▸ **Stated task A**
Quote the stretch of the forum thread about work travel from "## gemjo (Aug" through "is the consequence.".

I know we have lunch meetings schedule with the whole leadership team but I didn't see a dinner. I'll reach out to my boss and see - better to know ahead of time than spring something on hubby unexpected while I'm gone.


----------



## gemjo (Aug 24, 2012)

My H cheated on work conferences, and for me now, that is a no go area. I can't personally deal with the triggers and trauma and worry of 'he might be' because he's had too much to drink, and some other woman is giving him an inch.

My H seemed to forget he had a wife and family that he apparently loves and wants to remain with, because he drank too much and felt an urge he couldn't put aside. So, from this day forward he will have to spend more time travelling, and no time spending the night away from his home.

This will ultimately cause issues, with me and his job.....I do not doubt that. But he messed up and this is the consequence.

I don't envy your husband, he will be feeling terrible.

If I could give you some advice, don't drink! Text and phone him often as is possible. Be sure to phone last thing at night, no matter how late it gets and first thing in the morning. It might just take the edge of it for him, if you really have. O choice but to go, and he has no choice to go with you.

▸ **Stated task B**
Extract every line of the rows that contains the string "Target", treating uppercase and lowercase as different.

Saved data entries

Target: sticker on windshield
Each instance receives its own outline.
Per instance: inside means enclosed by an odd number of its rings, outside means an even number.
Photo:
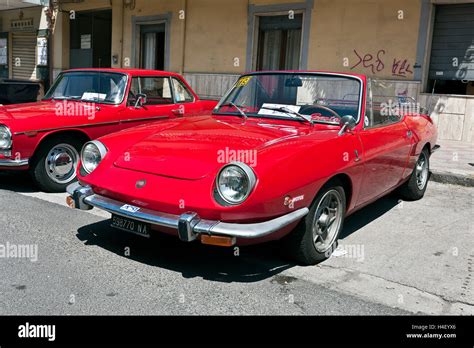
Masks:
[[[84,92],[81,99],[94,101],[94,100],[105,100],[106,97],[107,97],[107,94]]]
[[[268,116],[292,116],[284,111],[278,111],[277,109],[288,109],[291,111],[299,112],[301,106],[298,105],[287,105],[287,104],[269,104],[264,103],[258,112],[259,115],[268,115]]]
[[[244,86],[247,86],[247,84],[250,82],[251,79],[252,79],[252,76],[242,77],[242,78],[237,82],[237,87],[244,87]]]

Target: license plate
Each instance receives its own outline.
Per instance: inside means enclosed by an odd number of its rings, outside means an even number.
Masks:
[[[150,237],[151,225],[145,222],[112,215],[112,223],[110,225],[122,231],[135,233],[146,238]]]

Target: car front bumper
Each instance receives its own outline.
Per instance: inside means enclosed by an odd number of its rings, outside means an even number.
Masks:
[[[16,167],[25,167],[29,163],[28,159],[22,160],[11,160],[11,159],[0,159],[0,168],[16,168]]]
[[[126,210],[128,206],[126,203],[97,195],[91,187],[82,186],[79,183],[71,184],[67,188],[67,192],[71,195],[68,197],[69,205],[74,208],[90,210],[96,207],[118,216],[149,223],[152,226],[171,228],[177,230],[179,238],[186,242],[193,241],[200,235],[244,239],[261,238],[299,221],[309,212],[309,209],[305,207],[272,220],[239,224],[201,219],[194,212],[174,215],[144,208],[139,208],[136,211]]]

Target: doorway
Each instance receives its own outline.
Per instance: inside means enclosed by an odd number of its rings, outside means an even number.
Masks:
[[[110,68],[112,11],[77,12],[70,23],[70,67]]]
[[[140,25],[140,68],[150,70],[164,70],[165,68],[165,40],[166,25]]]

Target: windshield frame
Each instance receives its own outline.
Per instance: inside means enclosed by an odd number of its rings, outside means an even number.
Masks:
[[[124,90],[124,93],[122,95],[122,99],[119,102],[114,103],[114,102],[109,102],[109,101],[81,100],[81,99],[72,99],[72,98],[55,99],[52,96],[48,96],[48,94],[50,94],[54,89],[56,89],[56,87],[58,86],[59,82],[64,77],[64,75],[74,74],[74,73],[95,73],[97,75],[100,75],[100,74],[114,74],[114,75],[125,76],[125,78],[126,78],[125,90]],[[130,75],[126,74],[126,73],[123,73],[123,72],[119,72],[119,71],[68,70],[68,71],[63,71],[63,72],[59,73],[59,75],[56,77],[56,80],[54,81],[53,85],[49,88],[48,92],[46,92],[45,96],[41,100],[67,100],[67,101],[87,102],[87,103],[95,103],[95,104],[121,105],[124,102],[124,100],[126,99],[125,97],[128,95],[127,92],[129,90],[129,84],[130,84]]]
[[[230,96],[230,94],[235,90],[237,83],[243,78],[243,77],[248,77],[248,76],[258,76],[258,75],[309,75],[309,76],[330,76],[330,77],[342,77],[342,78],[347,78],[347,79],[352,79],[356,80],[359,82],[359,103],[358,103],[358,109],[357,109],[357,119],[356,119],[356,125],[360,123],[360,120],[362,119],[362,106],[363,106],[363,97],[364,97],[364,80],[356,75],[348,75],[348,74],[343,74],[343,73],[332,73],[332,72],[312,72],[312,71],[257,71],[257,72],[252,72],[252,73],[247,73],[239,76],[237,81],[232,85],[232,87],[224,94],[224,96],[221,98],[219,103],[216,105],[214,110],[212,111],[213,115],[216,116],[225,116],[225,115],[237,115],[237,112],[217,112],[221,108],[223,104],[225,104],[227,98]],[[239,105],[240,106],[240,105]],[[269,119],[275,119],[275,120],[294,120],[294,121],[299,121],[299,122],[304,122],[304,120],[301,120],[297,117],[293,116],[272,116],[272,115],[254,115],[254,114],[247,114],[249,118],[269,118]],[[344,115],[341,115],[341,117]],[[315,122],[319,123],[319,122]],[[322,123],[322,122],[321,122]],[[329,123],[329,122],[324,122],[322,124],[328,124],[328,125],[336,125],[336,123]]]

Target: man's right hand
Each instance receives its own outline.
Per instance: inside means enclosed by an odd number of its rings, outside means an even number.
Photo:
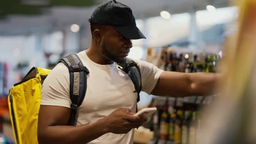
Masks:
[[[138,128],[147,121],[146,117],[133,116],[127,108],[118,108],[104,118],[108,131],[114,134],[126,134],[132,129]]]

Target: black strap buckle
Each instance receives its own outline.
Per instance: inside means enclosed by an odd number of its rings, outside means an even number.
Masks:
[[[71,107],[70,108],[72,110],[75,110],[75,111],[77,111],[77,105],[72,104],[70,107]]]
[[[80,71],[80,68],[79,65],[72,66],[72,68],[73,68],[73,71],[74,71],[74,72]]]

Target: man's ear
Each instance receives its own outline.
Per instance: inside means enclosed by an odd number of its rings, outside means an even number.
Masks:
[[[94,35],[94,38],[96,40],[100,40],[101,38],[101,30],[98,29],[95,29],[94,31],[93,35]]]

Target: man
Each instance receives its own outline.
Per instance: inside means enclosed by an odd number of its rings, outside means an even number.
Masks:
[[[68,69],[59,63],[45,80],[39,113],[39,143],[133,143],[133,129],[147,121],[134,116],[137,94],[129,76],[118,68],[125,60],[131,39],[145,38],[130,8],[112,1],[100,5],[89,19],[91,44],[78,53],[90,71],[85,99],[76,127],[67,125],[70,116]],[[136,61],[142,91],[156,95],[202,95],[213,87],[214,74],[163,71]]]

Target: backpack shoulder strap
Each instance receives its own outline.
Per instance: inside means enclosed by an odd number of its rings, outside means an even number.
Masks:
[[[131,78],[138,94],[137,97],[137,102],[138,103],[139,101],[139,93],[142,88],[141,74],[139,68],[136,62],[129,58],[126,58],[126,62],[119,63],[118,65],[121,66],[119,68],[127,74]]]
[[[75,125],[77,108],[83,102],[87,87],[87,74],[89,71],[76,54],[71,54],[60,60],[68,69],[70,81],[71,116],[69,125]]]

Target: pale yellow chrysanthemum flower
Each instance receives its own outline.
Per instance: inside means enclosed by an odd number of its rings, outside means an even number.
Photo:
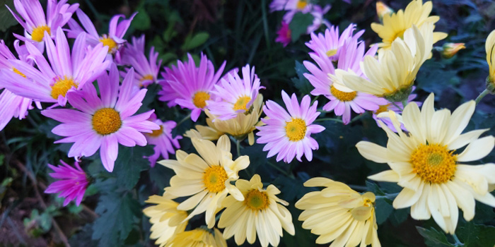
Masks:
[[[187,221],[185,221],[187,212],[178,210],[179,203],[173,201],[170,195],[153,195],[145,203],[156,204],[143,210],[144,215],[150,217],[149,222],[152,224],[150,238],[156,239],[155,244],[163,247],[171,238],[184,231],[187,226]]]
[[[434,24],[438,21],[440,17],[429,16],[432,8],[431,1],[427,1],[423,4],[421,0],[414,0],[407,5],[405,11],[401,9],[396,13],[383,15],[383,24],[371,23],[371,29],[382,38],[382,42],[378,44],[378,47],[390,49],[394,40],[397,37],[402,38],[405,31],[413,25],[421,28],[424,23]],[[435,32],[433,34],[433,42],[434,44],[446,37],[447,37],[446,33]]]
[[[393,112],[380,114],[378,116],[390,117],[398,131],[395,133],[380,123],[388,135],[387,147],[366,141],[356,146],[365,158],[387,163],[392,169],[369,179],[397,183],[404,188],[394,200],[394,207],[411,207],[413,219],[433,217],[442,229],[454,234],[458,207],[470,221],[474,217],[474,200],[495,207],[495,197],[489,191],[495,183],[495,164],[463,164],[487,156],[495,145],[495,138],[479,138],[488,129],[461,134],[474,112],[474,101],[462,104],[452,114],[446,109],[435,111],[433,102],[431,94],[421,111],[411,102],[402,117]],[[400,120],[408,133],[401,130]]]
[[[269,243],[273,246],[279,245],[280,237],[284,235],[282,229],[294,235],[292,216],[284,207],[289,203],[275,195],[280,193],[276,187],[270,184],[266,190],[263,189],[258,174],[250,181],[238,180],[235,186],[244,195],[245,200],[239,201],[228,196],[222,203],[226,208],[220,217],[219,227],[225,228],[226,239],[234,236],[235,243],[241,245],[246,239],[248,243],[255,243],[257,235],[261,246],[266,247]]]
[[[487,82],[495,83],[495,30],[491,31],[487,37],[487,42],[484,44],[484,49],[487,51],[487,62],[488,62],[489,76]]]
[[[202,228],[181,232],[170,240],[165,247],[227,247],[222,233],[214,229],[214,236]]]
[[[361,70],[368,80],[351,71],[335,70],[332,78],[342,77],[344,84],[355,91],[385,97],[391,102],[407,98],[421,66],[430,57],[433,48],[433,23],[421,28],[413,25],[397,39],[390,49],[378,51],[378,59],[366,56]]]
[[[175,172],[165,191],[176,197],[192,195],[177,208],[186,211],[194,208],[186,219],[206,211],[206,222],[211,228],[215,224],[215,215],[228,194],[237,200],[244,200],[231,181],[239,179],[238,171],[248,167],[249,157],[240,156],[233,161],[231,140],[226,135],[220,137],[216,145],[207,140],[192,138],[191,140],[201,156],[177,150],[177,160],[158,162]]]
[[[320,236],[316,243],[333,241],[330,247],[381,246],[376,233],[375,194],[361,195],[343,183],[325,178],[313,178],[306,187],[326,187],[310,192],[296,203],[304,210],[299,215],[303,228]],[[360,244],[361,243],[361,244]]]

▸ **Reply A**
## gemjo (Aug 24, 2012)

My H cheated on work conferences, and for me now, that is a no go area. I can't personally deal with the triggers and trauma and worry of 'he might be' because he's had too much to drink, and some other woman is giving him an inch.

My H seemed to forget he had a wife and family that he apparently loves and wants to remain with, because he drank too much and felt an urge he couldn't put aside. So, from this day forward he will have to spend more time travelling, and no time spending the night away from his home.

This will ultimately cause issues, with me and his job.....I do not doubt that. But he messed up and this is the consequence.

▸ **Reply B**
Target: sticker on windshield
Target: license plate
Target: car front bumper
Target: doorway
Target: windshield frame
Target: man's right hand
Target: black strap buckle
Target: man's ear
Target: man
Target: backpack shoulder strap
Target: pale yellow chrysanthemum flower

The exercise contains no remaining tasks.